CONSIGNE.
Présentez sous forme de liste numérotée les lignes des enregistrements, de celle qui contient « Target: green leaf » jusqu'à la fin des enregistrements incluse, en omettant les lignes vides.

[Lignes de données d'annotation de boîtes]
▬▬▬▬▬▬
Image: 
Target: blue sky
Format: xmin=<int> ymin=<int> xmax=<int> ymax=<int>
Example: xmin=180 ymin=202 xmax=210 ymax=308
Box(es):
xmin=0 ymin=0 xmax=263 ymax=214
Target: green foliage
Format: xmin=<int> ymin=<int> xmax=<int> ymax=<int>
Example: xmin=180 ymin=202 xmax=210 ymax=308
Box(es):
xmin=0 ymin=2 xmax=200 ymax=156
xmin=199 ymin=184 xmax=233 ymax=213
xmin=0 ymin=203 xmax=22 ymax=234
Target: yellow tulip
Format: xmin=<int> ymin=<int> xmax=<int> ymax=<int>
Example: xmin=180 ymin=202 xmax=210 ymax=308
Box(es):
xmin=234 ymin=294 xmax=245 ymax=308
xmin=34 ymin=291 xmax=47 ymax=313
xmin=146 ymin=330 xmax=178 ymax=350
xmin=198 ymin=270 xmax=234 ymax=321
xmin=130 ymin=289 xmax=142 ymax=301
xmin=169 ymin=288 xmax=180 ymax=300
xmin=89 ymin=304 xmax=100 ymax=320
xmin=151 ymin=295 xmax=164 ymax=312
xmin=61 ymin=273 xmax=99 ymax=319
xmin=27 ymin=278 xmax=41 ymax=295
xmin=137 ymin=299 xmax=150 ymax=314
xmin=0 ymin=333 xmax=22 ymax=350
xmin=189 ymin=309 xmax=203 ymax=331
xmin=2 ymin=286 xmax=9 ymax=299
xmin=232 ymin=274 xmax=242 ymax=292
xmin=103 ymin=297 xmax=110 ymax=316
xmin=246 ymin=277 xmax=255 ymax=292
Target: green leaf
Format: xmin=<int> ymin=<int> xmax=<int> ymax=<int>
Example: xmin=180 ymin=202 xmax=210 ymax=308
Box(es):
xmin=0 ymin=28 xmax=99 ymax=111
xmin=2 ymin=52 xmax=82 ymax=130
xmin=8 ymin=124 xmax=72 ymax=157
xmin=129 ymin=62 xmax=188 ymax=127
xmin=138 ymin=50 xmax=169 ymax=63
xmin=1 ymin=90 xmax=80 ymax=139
▬▬▬▬▬▬
PROBLÈME RÉSOLU.
1. Target: green leaf
2. Format: xmin=<int> ymin=<int> xmax=<int> ymax=<int>
3. Example: xmin=180 ymin=202 xmax=210 ymax=308
4. Box(es):
5. xmin=0 ymin=28 xmax=99 ymax=111
6. xmin=2 ymin=52 xmax=82 ymax=130
7. xmin=8 ymin=124 xmax=72 ymax=157
8. xmin=129 ymin=62 xmax=188 ymax=127
9. xmin=138 ymin=50 xmax=169 ymax=63
10. xmin=1 ymin=90 xmax=80 ymax=139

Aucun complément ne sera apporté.